» **Challenge**: Could you turn every line of the records below into a numbered list, skipping the blank lines?

» **Data shown**:
** start **
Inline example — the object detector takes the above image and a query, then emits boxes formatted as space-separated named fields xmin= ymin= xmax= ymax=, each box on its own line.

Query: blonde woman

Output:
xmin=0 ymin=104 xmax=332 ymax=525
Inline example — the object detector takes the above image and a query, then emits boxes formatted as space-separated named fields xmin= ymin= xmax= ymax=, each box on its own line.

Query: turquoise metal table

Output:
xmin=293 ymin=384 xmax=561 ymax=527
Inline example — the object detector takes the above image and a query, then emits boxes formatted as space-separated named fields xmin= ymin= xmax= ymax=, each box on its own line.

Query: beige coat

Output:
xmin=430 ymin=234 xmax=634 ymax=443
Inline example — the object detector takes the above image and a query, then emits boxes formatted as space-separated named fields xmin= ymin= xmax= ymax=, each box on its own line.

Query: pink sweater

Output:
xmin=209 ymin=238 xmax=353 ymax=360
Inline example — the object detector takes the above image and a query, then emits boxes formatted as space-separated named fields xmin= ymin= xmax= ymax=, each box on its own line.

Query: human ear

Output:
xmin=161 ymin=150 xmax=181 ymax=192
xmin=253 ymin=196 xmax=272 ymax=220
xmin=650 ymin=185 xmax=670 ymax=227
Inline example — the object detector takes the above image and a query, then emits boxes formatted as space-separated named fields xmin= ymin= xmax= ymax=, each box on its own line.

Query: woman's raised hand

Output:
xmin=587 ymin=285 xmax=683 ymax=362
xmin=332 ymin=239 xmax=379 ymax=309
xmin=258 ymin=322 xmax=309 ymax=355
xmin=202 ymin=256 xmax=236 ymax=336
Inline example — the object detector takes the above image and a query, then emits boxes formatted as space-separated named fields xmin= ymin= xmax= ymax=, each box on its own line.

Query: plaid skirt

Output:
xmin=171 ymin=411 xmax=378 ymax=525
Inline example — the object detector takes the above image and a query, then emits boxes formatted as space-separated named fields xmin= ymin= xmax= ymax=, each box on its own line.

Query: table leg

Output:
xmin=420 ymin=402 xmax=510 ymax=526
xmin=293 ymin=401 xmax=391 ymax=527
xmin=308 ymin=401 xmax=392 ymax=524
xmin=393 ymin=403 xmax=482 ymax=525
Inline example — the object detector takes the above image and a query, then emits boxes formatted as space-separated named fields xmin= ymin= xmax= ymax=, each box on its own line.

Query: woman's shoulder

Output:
** end **
» **In response**:
1. Inline example — the object detector takes the above image and a query, then emits boxes formatted as space-separated named fields xmin= ymin= xmax= ymax=, each box on its own line.
2. Query: blonde woman
3. Output:
4. xmin=0 ymin=104 xmax=332 ymax=525
5. Inline example — the object detector takes the above image and a query, then emits boxes formatted as space-separated named fields xmin= ymin= xmax= ymax=, each box on its own line.
6. Query: turquoise metal table
7. Output:
8. xmin=293 ymin=384 xmax=561 ymax=527
9. Inline example — the object detector takes the above image and a query, then emits boxes formatted as space-separated named fields xmin= ymin= xmax= ymax=, each box on its own line.
10. Query: beige coat
11. Output:
12. xmin=430 ymin=234 xmax=634 ymax=443
13. Inline example — the object detector takes the above image and a query, then emits boxes formatted as space-separated named fields xmin= ymin= xmax= ymax=, each box on its own line.
14. Query: pink sweater
15. Output:
16. xmin=209 ymin=238 xmax=353 ymax=360
17. Inline example — the object detector takes the above image and a query, then emits boxes formatted as space-separated named fields xmin= ymin= xmax= ymax=, each box on its own line.
18. Query: human ear
19. Output:
20. xmin=161 ymin=150 xmax=181 ymax=192
21. xmin=253 ymin=196 xmax=272 ymax=220
22. xmin=650 ymin=185 xmax=670 ymax=227
23. Inline example — the object detector takes the above image and a query, then emits boxes formatted as space-separated named fields xmin= ymin= xmax= ymax=, each box on its own line.
24. Query: woman's raised hand
25. Output:
26. xmin=587 ymin=285 xmax=683 ymax=362
27. xmin=332 ymin=239 xmax=379 ymax=309
28. xmin=258 ymin=322 xmax=309 ymax=355
29. xmin=202 ymin=256 xmax=236 ymax=336
30. Inline example — the object detector takes the above image and a query, then emits boxes formatted as space-separated named fields xmin= ymin= xmax= ymax=, each box on its own line.
31. Query: plaid skirt
32. Output:
33. xmin=171 ymin=411 xmax=378 ymax=525
34. Inline example — the object detector takes the above image and a query, then emits boxes formatted as space-separated named fields xmin= ymin= xmax= ymax=, each box on its own line.
35. Query: table leg
36. Output:
37. xmin=420 ymin=402 xmax=510 ymax=526
38. xmin=293 ymin=401 xmax=391 ymax=527
39. xmin=308 ymin=401 xmax=392 ymax=524
40. xmin=393 ymin=403 xmax=482 ymax=525
41. Inline example — the object detector takes the above image and a query, then emits boxes formatted as space-separated named fields xmin= ymin= xmax= ymax=, each box on its own line.
42. Query: woman's shoulder
43. Output:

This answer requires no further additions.